• Your tasks
A – In the passage on the Basque soccer clubs, what position does Mikel Barcena hold at Deportivo Alaves?
B – Reproduce the portion of the passage on the Basque soccer clubs between "Futbol is in" and "care to admit.", inclusive.

[[ Given passage open ]]

Spain’s Basque quartet of teams have different goals than Real Madrid or Barcelona

Futbol is in our DNA; it’s as central to our culture as our architecture and gastronomy.”

Mikel Barcena speaks for Deportivo Alaves, the Spanish Primera Division club where he serves as sponsorship and activation manager. But he could very well be speaking for soccer in all of Spain — in particular, the four clubs that are the heartbeat and pulse of the Basque region.

Consisting of four provinces in north-east Spain and three in south-west France, the Basque region is home to some of Spain’s biggest clubs. The four — Athletic Bilbao, Sociedad Deportiva (SD) Eibar, Alaves and Real Sociedad — are proud members of the top league in Spain, arguably the best league in the world. Each team holds tight to philosophies specific only to them, but an inquisitive fan might detect more similarities than the clubs, with their loyal and rabid fan bases, would care to admit.

[[ Given passage closed ]]
[[ Data open ]]

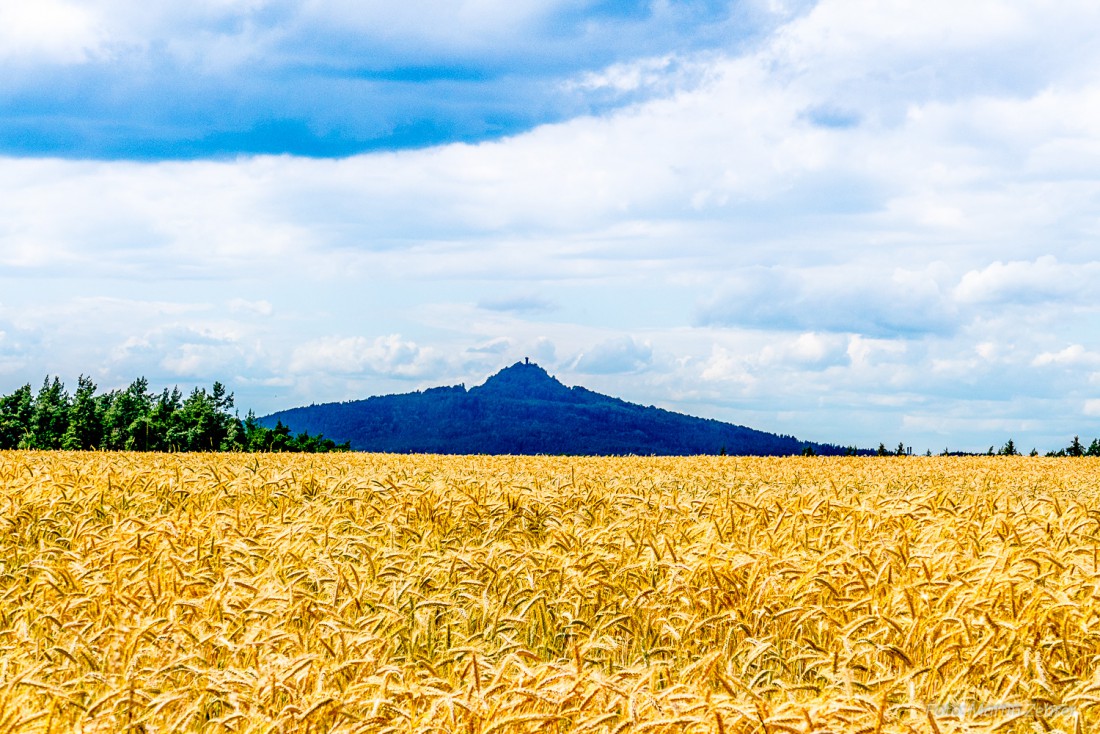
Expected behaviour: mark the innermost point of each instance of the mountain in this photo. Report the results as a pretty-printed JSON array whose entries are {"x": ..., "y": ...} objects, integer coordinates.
[{"x": 524, "y": 411}]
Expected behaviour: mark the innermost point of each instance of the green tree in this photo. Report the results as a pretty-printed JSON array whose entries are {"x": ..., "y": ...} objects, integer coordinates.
[
  {"x": 86, "y": 422},
  {"x": 1075, "y": 448},
  {"x": 122, "y": 414},
  {"x": 50, "y": 420},
  {"x": 17, "y": 412}
]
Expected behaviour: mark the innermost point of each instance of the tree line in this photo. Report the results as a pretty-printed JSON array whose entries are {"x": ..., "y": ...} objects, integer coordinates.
[
  {"x": 138, "y": 419},
  {"x": 1076, "y": 448}
]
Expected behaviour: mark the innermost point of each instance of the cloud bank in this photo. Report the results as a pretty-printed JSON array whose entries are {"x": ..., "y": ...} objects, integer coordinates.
[{"x": 853, "y": 221}]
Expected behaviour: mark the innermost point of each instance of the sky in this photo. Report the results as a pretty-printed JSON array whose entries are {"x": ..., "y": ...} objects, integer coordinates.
[{"x": 854, "y": 221}]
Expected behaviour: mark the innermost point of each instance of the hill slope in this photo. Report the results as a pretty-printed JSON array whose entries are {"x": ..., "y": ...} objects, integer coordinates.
[{"x": 524, "y": 411}]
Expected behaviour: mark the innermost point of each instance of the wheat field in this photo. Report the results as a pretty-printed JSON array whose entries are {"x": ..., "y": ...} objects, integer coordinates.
[{"x": 496, "y": 595}]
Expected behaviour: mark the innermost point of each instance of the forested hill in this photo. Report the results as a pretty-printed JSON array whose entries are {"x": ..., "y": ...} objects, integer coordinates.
[{"x": 524, "y": 411}]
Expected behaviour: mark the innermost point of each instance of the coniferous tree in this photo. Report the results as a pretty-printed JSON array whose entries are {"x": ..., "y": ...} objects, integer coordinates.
[
  {"x": 17, "y": 412},
  {"x": 85, "y": 419},
  {"x": 1075, "y": 448},
  {"x": 50, "y": 420}
]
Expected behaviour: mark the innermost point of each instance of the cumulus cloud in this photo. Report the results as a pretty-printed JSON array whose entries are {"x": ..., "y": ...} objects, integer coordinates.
[
  {"x": 905, "y": 303},
  {"x": 881, "y": 212},
  {"x": 389, "y": 355},
  {"x": 1027, "y": 283}
]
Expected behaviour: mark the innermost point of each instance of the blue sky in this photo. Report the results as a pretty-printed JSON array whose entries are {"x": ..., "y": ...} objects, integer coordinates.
[{"x": 847, "y": 220}]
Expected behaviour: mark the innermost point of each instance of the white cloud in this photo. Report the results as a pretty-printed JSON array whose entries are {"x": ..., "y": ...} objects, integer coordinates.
[
  {"x": 389, "y": 355},
  {"x": 52, "y": 31},
  {"x": 1073, "y": 355},
  {"x": 1026, "y": 283},
  {"x": 868, "y": 232},
  {"x": 617, "y": 355}
]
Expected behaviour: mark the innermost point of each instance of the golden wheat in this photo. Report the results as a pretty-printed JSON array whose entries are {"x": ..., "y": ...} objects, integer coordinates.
[{"x": 496, "y": 595}]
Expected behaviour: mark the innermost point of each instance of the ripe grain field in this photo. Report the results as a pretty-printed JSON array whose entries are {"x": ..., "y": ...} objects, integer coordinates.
[{"x": 496, "y": 595}]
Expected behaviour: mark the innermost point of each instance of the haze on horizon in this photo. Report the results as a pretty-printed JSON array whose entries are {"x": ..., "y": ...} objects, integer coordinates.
[{"x": 847, "y": 220}]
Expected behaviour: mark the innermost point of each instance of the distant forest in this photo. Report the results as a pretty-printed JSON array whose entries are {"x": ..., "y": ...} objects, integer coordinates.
[{"x": 138, "y": 419}]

[[ Data closed ]]

• Results by task
A – He is the club's sponsorship and activation manager.

B –
Futbol is in our DNA; it’s as central to our culture as our architecture and gastronomy.”

Mikel Barcena speaks for Deportivo Alaves, the Spanish Primera Division club where he serves as sponsorship and activation manager. But he could very well be speaking for soccer in all of Spain — in particular, the four clubs that are the heartbeat and pulse of the Basque region.

Consisting of four provinces in north-east Spain and three in south-west France, the Basque region is home to some of Spain’s biggest clubs. The four — Athletic Bilbao, Sociedad Deportiva (SD) Eibar, Alaves and Real Sociedad — are proud members of the top league in Spain, arguably the best league in the world. Each team holds tight to philosophies specific only to them, but an inquisitive fan might detect more similarities than the clubs, with their loyal and rabid fan bases, would care to admit.